▶ [What the task asks] Although the records include pictures, print only the rest, exactly as written.

╭─ Given data

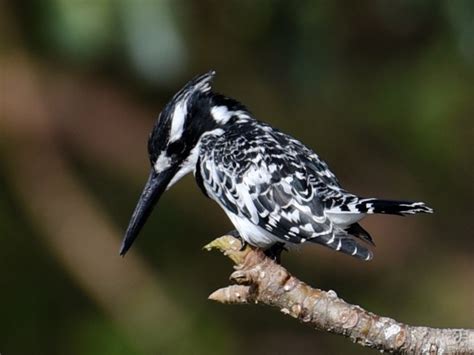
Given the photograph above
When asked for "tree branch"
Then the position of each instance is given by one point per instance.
(260, 280)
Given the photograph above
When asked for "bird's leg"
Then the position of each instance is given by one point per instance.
(274, 252)
(235, 233)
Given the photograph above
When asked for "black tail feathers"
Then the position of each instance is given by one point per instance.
(401, 208)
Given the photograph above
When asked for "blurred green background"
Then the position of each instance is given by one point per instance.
(383, 90)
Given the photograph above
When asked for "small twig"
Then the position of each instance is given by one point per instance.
(260, 280)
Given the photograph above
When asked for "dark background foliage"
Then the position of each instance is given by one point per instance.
(382, 90)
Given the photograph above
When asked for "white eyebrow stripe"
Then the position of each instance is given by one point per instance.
(177, 121)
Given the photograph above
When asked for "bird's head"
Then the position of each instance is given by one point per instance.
(173, 144)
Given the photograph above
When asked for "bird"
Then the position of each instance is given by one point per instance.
(275, 190)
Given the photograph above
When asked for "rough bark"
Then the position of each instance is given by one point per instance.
(258, 279)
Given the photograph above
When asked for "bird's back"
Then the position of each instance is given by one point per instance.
(264, 177)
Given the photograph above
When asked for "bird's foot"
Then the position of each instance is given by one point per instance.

╰─

▶ [Result]
Given the photograph above
When asked for "tree branch"
Then the position of each instance is given by one point per instance.
(260, 280)
Given the photograph above
When asked for "bird's leg"
Then the position of each instance is given by one point per instance.
(274, 252)
(235, 233)
Given the photograph above
When asked for "black tail feathers"
Then the position of each instance is given by one point per instance.
(401, 208)
Given the photograph above
When asked for "blurred green background"
Then the position of each instance is given by one point per instance.
(383, 90)
Given the photograph above
When asked for "small twig"
Then the position of each instance is given by one point per instance.
(260, 280)
Given the photograph above
When asked for "dark background foliage"
Then the position of each instance is given by one point per instance.
(382, 90)
Given the photograph above
When asked for "white eyebrow stripe"
Then the position of each instance is given by one point per instance.
(177, 121)
Given the photograph above
When asked for "bird's head"
Then the position of each instance is given by one point per instance.
(173, 144)
Given the photograph above
When asked for "bird"
Then the position of each instance is given by one point per instance.
(275, 190)
Given the photograph above
When asked for "rough bark"
Then the position of each instance is given by one point per instance.
(258, 279)
Given the photograph above
When asked for "bird's back"
Then the position of each instance is given by one point per instance.
(264, 177)
Given the photograph above
When asked for "bird's foot"
Then the position of each instance is given by one point per instance.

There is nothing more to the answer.